▶ OBJECTIVE
Will you transcribe the entries that follow, exactly and in full?

▶ DATA PROVIDED
--- --- ---

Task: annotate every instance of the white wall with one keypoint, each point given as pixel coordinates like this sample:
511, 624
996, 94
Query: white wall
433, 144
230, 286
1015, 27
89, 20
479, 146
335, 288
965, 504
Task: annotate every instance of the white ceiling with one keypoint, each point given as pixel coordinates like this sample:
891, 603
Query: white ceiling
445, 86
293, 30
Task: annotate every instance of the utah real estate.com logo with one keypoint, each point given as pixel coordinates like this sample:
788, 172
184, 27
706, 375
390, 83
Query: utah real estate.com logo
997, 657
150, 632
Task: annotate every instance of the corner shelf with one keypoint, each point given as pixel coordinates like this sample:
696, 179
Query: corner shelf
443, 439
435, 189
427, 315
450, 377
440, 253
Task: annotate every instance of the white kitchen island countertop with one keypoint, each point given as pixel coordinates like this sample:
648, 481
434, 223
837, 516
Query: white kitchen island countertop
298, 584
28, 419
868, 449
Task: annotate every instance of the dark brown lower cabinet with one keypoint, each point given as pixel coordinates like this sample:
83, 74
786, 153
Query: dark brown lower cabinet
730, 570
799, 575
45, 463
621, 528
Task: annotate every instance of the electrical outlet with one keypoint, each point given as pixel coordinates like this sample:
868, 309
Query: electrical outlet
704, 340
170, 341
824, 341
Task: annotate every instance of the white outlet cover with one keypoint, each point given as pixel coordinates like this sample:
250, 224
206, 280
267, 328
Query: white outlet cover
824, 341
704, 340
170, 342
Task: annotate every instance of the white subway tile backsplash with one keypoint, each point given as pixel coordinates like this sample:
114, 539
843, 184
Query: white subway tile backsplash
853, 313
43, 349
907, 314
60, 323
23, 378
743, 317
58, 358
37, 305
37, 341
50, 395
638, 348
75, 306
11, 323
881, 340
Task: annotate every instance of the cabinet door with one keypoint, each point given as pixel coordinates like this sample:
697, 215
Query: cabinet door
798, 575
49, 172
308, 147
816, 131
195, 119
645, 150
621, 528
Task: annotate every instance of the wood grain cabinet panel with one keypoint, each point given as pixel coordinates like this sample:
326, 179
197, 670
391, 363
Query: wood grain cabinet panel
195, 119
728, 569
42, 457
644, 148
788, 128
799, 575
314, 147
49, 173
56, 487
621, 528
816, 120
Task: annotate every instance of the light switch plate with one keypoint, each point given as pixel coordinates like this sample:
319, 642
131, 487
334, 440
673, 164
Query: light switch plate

--- --- ---

▶ CORRECT RESPONSE
Task: annotate every instance of the white wall with one keypoint, each point given as pixel coordinates like this sample:
511, 624
996, 94
Query: white wall
433, 144
230, 286
1015, 27
89, 20
479, 146
335, 288
965, 504
Task: annotate every instance of the white ceiling with one keypoint, each point given as pixel coordinates like this sample:
891, 603
Query: white ceiling
445, 86
293, 30
Task: annotate every instance of the utah real estate.com logo with one keypoint, each point given as pixel coordinates like this sample:
788, 172
184, 27
706, 375
390, 83
Query: utah real estate.com logo
997, 657
150, 632
Task: annotate every instance of the corner shelf with one keypoint, each point given as pixel coordinates like this sample:
696, 179
Query: corner shelf
443, 439
435, 189
427, 315
450, 377
440, 253
Task: annotate every instance of the white kitchen island countertop with one keypoint, each point given as pixel coordinates like this sample:
648, 481
434, 223
837, 516
Query: white kitchen island countertop
298, 584
28, 419
868, 449
Task: annotate every instance of the dark brown lower cabinet with one keypoint, each point given as pixel coordinates like this sample:
83, 74
786, 153
Query: dark brown lower cabinet
730, 570
799, 575
45, 463
621, 528
Task: annotate every instance of the electrical outlet with one keypoint, each point given as pixel coordinates like this sample:
868, 309
Query: electrical outlet
704, 340
170, 341
824, 341
Task: annotate every instance of the white outlet cover with one keypoint, each point given as pixel coordinates like this sample:
250, 224
206, 280
267, 328
Query: white outlet cover
824, 341
704, 340
170, 342
Task: annotate every instance of the white subway tile backsplash with one keypoint, each point given as pixel coordinates like this sample:
114, 539
843, 184
Query: white subway tile backsplash
853, 313
43, 349
907, 314
60, 323
23, 378
743, 317
58, 358
37, 305
37, 341
50, 395
638, 348
75, 306
11, 323
881, 340
Task: annotate every instance of the cabinet door with one keypoint, each point given as pixel coordinates like this sample:
697, 215
Query: cabinet door
798, 575
49, 172
308, 147
816, 131
195, 119
645, 150
621, 528
Task: annotate every instance of the wood grain cabinet panel with one keypoint, each point given as pixel coordinates like this sample:
326, 179
197, 670
391, 363
Query: wood grain cabinet panel
195, 119
728, 569
42, 457
644, 148
788, 128
799, 575
314, 147
49, 173
56, 487
621, 528
816, 120
Task: annotate every instance of the light switch plate with one keypoint, each point given as pixel coordinates like this sample:
319, 642
131, 487
334, 440
673, 164
Query: light switch plate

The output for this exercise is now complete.